Copy out exactly the lines from the one containing "The resolver MUST return, for each instance of the rotting" to the end of the records below, both included, and nothing else.

◆ ◆ ◆ ◆ ◆

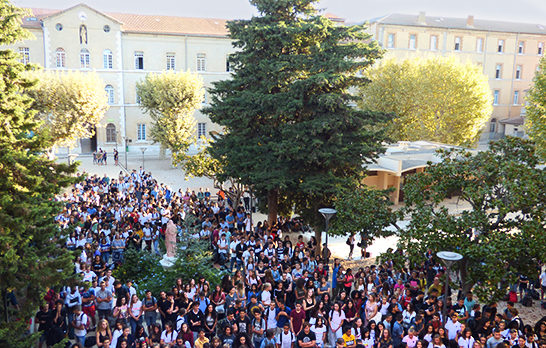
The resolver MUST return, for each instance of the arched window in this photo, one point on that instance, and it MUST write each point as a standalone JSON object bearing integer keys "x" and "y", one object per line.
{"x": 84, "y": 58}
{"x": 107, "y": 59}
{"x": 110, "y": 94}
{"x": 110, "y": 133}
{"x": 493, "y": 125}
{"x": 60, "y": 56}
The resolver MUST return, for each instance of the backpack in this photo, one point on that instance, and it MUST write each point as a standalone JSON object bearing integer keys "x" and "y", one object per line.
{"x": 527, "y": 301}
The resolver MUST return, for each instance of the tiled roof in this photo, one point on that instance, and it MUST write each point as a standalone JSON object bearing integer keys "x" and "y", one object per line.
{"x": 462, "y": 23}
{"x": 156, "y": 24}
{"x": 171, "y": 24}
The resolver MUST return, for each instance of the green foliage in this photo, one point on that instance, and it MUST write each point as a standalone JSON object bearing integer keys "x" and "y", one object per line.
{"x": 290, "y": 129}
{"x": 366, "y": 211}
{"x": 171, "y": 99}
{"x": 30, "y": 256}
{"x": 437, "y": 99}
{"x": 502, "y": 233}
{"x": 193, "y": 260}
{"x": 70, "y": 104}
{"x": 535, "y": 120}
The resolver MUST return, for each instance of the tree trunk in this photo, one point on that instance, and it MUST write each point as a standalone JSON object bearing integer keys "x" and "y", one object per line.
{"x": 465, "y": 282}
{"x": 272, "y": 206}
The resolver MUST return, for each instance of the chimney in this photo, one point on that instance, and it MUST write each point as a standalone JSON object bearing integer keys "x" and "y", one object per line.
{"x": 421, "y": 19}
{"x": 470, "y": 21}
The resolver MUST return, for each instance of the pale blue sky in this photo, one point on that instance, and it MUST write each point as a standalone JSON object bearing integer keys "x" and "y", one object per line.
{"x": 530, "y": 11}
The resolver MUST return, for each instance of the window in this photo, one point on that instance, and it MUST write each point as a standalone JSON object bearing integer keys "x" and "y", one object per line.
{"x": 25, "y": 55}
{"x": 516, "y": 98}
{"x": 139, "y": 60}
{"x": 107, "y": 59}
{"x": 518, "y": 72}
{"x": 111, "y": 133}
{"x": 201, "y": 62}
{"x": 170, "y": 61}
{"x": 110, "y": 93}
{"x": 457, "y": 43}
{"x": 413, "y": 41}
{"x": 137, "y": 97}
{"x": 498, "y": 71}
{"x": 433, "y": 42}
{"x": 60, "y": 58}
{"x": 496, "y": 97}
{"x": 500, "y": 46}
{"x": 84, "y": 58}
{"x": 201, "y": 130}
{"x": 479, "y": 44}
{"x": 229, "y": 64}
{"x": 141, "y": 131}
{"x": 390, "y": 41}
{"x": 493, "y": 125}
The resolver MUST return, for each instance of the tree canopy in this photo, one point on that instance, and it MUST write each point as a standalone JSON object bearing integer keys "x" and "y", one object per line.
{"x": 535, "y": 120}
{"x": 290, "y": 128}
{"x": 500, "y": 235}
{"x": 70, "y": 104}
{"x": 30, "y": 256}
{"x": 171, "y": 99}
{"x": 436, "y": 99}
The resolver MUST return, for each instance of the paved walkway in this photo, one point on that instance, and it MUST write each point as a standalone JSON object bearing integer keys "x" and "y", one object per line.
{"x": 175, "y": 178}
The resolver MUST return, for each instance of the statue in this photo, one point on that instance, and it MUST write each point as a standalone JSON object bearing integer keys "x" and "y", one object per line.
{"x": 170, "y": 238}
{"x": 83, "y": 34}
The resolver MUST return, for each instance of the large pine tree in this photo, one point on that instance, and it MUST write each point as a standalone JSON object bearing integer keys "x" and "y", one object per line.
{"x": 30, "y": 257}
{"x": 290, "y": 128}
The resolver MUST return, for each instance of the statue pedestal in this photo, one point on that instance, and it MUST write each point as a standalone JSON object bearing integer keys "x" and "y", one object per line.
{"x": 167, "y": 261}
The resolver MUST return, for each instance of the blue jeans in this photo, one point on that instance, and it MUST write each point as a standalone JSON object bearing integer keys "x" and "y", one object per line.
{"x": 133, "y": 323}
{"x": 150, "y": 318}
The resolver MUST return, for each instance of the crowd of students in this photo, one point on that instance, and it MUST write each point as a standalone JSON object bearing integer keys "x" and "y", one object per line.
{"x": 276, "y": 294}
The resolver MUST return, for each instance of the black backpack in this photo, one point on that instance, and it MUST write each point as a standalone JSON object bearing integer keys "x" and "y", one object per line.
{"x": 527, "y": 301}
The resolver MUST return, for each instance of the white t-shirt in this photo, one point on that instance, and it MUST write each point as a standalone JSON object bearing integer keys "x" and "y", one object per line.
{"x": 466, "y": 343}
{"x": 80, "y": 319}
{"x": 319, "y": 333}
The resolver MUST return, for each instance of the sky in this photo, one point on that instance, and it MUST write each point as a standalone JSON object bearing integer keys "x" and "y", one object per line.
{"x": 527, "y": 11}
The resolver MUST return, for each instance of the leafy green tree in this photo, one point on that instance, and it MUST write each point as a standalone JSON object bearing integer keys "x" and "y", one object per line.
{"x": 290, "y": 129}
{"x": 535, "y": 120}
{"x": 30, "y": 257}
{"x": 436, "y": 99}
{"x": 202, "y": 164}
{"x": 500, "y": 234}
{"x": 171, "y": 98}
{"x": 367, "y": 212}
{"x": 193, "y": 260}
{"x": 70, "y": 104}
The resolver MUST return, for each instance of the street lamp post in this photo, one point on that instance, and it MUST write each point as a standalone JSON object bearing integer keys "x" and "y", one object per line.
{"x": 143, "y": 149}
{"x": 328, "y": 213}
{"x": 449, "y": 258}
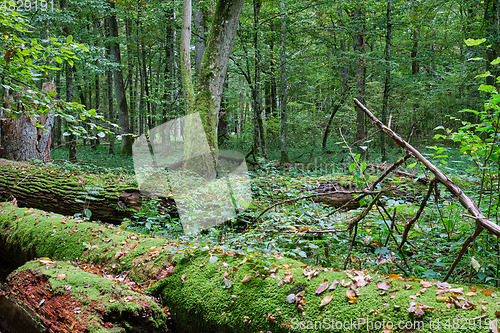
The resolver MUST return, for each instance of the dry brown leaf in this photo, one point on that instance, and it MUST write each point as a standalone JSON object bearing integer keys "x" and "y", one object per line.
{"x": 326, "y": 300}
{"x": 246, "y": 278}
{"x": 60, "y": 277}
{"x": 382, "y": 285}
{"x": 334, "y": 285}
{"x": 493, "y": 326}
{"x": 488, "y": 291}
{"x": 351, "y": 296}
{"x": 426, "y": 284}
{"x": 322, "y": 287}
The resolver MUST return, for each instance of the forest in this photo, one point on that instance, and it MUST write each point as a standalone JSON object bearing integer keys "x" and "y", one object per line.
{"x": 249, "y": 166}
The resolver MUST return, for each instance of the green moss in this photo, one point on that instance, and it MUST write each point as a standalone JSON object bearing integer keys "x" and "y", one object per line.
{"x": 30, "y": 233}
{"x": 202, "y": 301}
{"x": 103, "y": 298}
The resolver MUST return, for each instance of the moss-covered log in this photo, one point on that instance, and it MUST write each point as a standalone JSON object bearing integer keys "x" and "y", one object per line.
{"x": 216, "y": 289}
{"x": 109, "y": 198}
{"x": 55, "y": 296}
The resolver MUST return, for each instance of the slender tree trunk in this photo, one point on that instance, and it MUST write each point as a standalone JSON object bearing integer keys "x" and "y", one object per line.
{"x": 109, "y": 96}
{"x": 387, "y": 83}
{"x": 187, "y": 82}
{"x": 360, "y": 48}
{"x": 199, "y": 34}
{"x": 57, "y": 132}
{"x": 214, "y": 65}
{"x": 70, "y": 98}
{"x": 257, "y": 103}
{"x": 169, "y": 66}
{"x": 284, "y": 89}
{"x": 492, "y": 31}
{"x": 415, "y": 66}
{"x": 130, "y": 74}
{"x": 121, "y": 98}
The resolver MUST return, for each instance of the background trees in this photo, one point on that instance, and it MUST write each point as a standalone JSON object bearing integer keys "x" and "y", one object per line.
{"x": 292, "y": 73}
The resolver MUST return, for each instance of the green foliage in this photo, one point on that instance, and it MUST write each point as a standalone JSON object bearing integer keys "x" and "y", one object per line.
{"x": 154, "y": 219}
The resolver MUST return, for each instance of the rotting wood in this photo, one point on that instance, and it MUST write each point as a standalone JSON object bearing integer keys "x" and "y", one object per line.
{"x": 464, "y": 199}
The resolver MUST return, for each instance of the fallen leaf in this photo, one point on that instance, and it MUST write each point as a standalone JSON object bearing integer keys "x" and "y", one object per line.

◆ ◆ ◆ ◆ ◆

Completed exercise:
The resolver MUST return, for each instance of the rotting wood in this photo, one point on that instance, and it MUST write each point as a standalone JSON object bearing integer keys "x" and "y", one object per line.
{"x": 464, "y": 199}
The resolver MUST return, for each instance of the fallen leaf in this photo, one point on that instance, and it MUST write each point as a standalone JSON object bearing integer keys "x" and "y", one object per line.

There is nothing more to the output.